[Start of Attachment]

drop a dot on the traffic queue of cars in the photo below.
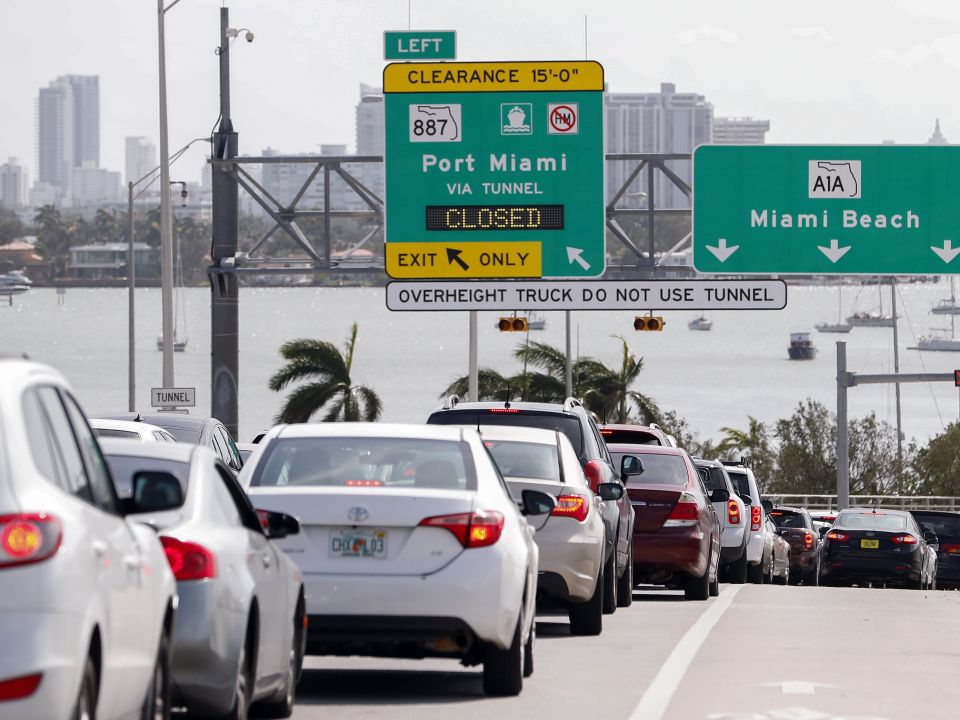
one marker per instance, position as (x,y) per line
(143,574)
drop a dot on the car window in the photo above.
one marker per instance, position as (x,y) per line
(101,484)
(657,469)
(525,460)
(402,463)
(65,443)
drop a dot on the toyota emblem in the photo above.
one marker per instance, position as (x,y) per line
(358,514)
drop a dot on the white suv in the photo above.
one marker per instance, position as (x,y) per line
(746,486)
(88,597)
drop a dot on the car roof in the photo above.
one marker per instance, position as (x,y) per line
(178,452)
(518,434)
(386,430)
(645,449)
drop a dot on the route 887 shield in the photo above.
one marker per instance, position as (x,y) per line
(435,123)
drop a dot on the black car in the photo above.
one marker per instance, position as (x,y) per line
(573,420)
(946,526)
(877,546)
(208,432)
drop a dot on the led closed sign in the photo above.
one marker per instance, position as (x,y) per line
(494,170)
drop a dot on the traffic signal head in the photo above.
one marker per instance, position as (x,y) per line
(648,322)
(512,324)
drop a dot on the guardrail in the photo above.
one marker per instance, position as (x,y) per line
(893,502)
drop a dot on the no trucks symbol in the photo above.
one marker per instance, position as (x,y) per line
(562,119)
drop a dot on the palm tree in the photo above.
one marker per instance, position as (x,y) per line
(332,390)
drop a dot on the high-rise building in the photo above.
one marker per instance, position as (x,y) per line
(740,131)
(663,122)
(140,157)
(68,128)
(13,184)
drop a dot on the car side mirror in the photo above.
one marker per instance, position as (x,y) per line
(154,491)
(278,525)
(630,466)
(610,491)
(720,495)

[End of Attachment]

The problem - In the entries, the line containing "drop a dot on the no" and every line after it through the last are to be duplicated exactly, and no other line is to be included.

Answer for the task -
drop a dot on the no trucks symbol in the photo above.
one marker per instance, position as (x,y) per line
(562,119)
drop a dot on the palm tree in the photo above.
one marker per instance, position as (x,y) per line
(332,390)
drop a dot on the high-rise building in the photo above.
one marker per instance, position as (x,y) per line
(740,131)
(663,122)
(140,157)
(68,128)
(13,184)
drop a dot on the car side mirror in the photo above.
one marker per instance, position as (x,y) per line
(154,491)
(278,525)
(630,466)
(610,491)
(720,495)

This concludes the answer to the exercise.